WORK TASK: Each entry must be duplicated precisely, with nothing left out.

DATA TO EXAMINE:
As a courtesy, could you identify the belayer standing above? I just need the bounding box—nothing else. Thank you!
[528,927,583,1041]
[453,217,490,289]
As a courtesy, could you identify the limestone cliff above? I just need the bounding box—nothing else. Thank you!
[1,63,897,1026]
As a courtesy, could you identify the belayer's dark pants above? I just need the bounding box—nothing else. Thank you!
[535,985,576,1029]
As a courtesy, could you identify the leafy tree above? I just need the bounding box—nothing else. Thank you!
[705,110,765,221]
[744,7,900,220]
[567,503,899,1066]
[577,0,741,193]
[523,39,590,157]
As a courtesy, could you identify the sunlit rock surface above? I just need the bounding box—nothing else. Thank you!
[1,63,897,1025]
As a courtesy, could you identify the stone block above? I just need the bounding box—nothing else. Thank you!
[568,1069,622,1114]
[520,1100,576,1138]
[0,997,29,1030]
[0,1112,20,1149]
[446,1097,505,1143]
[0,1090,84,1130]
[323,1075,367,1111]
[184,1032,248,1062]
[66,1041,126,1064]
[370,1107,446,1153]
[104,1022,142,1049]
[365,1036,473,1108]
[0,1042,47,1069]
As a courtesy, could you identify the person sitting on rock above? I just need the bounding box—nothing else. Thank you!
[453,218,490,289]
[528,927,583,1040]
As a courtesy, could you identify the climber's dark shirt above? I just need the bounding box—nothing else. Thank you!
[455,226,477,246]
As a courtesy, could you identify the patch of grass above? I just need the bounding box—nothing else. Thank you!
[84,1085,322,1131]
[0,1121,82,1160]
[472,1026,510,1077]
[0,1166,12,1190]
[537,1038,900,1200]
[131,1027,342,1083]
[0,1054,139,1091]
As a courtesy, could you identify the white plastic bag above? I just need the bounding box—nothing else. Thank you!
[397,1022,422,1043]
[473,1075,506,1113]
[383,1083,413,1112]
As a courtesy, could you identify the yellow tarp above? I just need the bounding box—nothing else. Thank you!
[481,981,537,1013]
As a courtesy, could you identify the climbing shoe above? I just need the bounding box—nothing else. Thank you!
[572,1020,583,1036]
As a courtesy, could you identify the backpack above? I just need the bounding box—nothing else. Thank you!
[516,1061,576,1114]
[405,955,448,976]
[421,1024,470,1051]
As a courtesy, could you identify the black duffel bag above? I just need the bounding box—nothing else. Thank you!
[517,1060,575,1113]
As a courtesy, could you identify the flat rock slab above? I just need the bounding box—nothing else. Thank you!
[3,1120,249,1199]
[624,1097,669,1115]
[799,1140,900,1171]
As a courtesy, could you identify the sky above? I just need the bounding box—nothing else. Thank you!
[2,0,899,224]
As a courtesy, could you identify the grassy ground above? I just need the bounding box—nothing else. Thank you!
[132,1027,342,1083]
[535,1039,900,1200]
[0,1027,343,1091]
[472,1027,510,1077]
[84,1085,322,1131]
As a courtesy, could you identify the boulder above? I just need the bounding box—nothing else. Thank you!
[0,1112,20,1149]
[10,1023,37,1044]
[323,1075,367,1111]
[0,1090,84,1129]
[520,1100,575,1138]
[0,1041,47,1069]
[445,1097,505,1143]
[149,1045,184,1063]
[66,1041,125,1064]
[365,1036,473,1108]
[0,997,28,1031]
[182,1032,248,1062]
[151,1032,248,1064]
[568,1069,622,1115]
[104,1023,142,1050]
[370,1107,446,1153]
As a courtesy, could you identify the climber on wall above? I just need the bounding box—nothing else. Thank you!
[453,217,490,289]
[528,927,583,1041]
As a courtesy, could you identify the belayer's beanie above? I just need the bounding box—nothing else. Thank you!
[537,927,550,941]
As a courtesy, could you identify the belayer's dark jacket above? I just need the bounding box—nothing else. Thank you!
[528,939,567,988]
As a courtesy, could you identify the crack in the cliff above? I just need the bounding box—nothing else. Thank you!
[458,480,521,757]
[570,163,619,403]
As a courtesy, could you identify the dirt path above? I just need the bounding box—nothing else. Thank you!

YOUR RESPONSE:
As a courtesy, could you identify the belayer standing above? I just need the bounding box—nothing else. Thank you!
[528,927,583,1041]
[453,217,490,289]
As a courtesy, could you identify the limestone cliff above? I just need the bounding box—nothing else. Thank you!
[1,63,897,1026]
As a courtesy, could you identify the belayer's dark pants above? I just need the bounding box—nothing else. Thank you!
[535,985,576,1029]
As a courtesy, could you identify the leafy tree above? I just need the bounding box—nothing else. Thank you!
[705,110,765,221]
[744,7,900,220]
[567,503,899,1066]
[577,0,741,193]
[523,39,590,157]
As a courtesy, could you identify the sunlit rock surface above? I just need the bounding box—nothing else. Thank you!
[1,63,897,1025]
As a courtesy, could you identify the stone block above? I just need the bounding box—nothing else. Thank you!
[568,1069,622,1114]
[520,1100,576,1138]
[0,997,29,1030]
[0,1112,20,1149]
[446,1097,505,1143]
[0,1090,84,1130]
[323,1075,367,1111]
[184,1032,248,1062]
[66,1041,126,1064]
[370,1107,446,1153]
[104,1022,142,1049]
[365,1036,473,1108]
[0,1042,47,1069]
As a courtesy, could you identify the person sitting on rock above? I just need the bounding box—nothing else. Thank you!
[453,218,490,289]
[528,927,583,1040]
As a courtesy, could you identify the climber's dark shirt above? I just need the bounding box—nothing else. Thank you!
[455,226,477,246]
As a courtesy, could you identify the patch of grass above? I just need the bounding box—nothing else. Thank you!
[84,1085,322,1131]
[0,1121,82,1160]
[472,1026,510,1077]
[0,1166,12,1190]
[537,1038,900,1200]
[131,1027,342,1083]
[0,1054,139,1091]
As a courtesy, could you identify the white plastic bag above? I just need the bounding box—nothing else. Thank you!
[397,1022,422,1043]
[473,1075,506,1113]
[383,1083,413,1112]
As a courtesy, could you identify the yellow tarp above? I just need the bounding box—nothing else. Thank you!
[481,981,537,1013]
As a courtesy, could you identify the climbing shoe above? I just need the bounding box—nothing else. Thank you!
[572,1020,583,1036]
As a courtesy, could you identify the backpack above? I just need the bounding box—nothing else. Thank you!
[516,1061,576,1114]
[405,955,448,976]
[421,1024,470,1051]
As a courtesy, could you identify the black duffel bag above? I just need the bounding box—nothing else. Thank you!
[517,1060,575,1113]
As a courtesy, could you identify the flat rock slab above? I just need the bounding box—nothing else. Thank you!
[3,1120,249,1199]
[624,1097,669,1115]
[799,1140,900,1171]
As a courtesy, could you identify the sky above? I just need the bounding box—nothing else. Thank you!
[2,0,899,224]
As a courtesy, could you identify the grassy ground above? I just need the bounding box—nothing else. Thank you!
[132,1027,342,1083]
[535,1039,900,1200]
[0,1027,343,1091]
[472,1027,510,1077]
[84,1085,322,1131]
As a courtesy, could you identify the boulder above? I just need the bounding box—nothing else. Thank you!
[0,1112,20,1149]
[10,1023,37,1044]
[323,1075,367,1111]
[0,1090,84,1129]
[520,1100,575,1138]
[0,1041,47,1069]
[445,1097,505,1143]
[149,1045,184,1063]
[66,1041,125,1064]
[365,1036,473,1108]
[0,997,28,1031]
[182,1032,248,1062]
[151,1032,248,1064]
[568,1069,622,1115]
[104,1023,142,1050]
[370,1107,446,1153]
As a courtesy, could you identify the climber on wall above? I just need the bounding box—nothing else. Thank you!
[453,217,490,289]
[528,927,583,1041]
As a courtesy, could you identify the belayer's beanie above? I just need the bounding box—nothing else. Thank you!
[537,927,550,941]
As a courtesy, could you identify the belayer's dark jacket above? I just need the bounding box—nothing else. Thank you!
[528,939,567,988]
As a courtesy, could you identify the crack in the cliff above? I just need the bounding box—nothing else. Thank you!
[458,480,521,757]
[570,163,619,403]
As a courtesy, could you identify the dirt path above? I just need the bounding box—nothing else. Thank you!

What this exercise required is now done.